> Given problem: Arrange the lines of the records below as a numbered list, skipping any blank lines. Leave the pictures out of your answer.

[Image location labeling records]

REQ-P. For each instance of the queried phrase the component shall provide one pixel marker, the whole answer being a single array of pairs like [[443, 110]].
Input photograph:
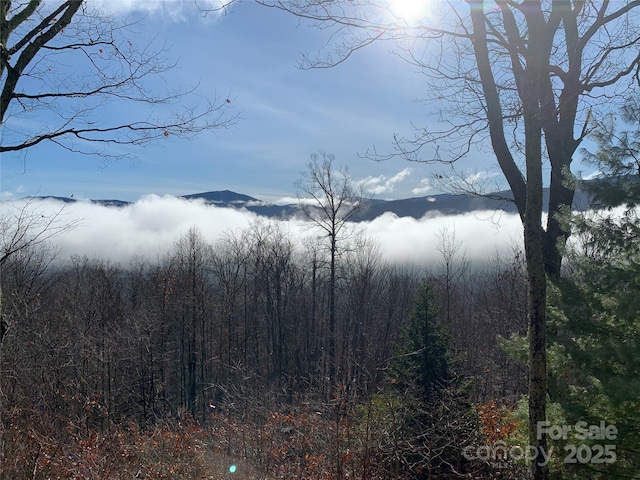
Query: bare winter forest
[[260, 353]]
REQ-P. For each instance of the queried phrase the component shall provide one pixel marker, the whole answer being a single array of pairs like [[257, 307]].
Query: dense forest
[[261, 354], [235, 327]]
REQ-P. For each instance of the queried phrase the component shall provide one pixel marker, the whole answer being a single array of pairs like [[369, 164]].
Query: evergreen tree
[[422, 360]]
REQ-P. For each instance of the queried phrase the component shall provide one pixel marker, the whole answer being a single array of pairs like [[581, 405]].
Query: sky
[[250, 55]]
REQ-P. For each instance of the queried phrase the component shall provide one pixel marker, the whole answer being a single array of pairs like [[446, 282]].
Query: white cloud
[[8, 194], [481, 234], [592, 175], [151, 226], [384, 184]]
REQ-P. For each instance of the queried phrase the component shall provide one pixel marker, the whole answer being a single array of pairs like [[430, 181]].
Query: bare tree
[[525, 77], [63, 64], [329, 199]]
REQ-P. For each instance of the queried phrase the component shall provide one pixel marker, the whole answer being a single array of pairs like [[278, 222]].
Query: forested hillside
[[233, 328]]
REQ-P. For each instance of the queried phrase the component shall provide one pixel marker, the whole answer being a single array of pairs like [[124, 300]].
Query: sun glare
[[410, 11]]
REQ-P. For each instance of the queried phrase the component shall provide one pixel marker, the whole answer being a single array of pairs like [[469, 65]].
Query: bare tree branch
[[64, 66]]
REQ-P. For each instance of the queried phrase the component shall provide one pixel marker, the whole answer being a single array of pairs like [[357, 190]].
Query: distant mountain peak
[[221, 196]]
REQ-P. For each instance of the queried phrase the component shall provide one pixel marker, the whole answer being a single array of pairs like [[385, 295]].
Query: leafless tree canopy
[[63, 65]]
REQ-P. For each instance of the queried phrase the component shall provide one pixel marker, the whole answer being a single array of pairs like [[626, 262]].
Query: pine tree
[[422, 359], [596, 310]]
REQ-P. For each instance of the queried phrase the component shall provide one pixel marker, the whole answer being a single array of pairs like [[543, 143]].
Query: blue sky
[[285, 114]]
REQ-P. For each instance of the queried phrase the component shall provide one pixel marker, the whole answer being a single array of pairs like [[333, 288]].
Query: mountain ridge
[[442, 204]]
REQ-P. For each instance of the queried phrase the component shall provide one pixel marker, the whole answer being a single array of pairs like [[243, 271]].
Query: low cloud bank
[[151, 226]]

> The solution:
1. REQ-P. For each instance of the queried phrase the component shall provide one pixel marker, the whole answer being a single array of pairs like [[443, 110]].
2. Input photograph:
3. Query: bare winter forest
4. [[260, 353]]
5. REQ-P. For each instance of the queried phrase the component shall provide one pixel marker, the whole answer being a single array of pairs like [[257, 307]].
6. Query: dense forest
7. [[261, 354], [235, 327]]
8. REQ-P. For each instance of the queried phrase the component shall provide one pixel marker, the whole answer being a single array of pairs like [[369, 164]].
9. Query: evergreen tree
10. [[422, 360]]
11. REQ-P. For each instance of the queried phrase the component shall provide one pixel marker, the whole answer being a single array of pairs like [[581, 405]].
12. Query: sky
13. [[250, 55]]
14. REQ-P. For each instance of the queried phrase the component shall provide one pixel marker, the whole answer being a single array of pairs like [[446, 282]].
15. Query: white cloud
16. [[8, 194], [481, 234], [592, 175], [151, 226], [384, 184]]
17. REQ-P. For each instance of the queried phrase the component shall provide one pixel marker, the whole answer being a single array of pairs like [[430, 181]].
18. Query: bare tree
19. [[525, 77], [63, 64], [329, 199]]
20. REQ-P. For each instance of the queried phrase the component shall provide one pixel marker, the whole answer being a single array of pairs like [[278, 222]].
21. Query: forested hillside
22. [[233, 328]]
23. REQ-P. For each instance of the queried phrase the component shall provide one pixel marker, the whole answer being a single array of pairs like [[124, 300]].
24. Query: sun glare
25. [[410, 11]]
26. REQ-P. For each instance of the queried phrase the component shall provide one pixel marker, the whole answer being a single array of pairs like [[469, 65]].
27. Query: bare tree branch
28. [[64, 66]]
29. REQ-P. For each instance of the queried phrase the component shall provide one pixel marker, the whole answer being a single array of pairs like [[357, 190]].
30. Query: distant mountain peak
31. [[221, 196]]
32. REQ-P. For each instance of the queried phrase the component shall provide one pixel marker, the whole answer being a single array of pairs like [[385, 295]].
33. Query: leafless tree canopy
34. [[63, 65]]
35. REQ-P. For each instance of the queried phrase the component shall provide one pixel marker, the whole answer being a single array of pairs like [[626, 262]].
36. Query: pine tree
37. [[422, 359], [596, 310]]
38. REQ-P. For each instance of the queried phrase the component shall provide one pixel marker, the whole answer being a single array of pairs like [[543, 143]].
39. Query: blue sky
40. [[285, 114]]
41. REQ-P. For each instance of the queried phrase the component shall provide one pixel marker, the whole answer being a single array of pairs like [[333, 288]].
42. Query: mountain ridge
43. [[442, 204]]
44. REQ-P. For each instance of the queried phrase the component shall provide one pixel marker, the whole answer being a single array of pairs like [[243, 271]].
45. Query: low cloud bank
46. [[151, 226]]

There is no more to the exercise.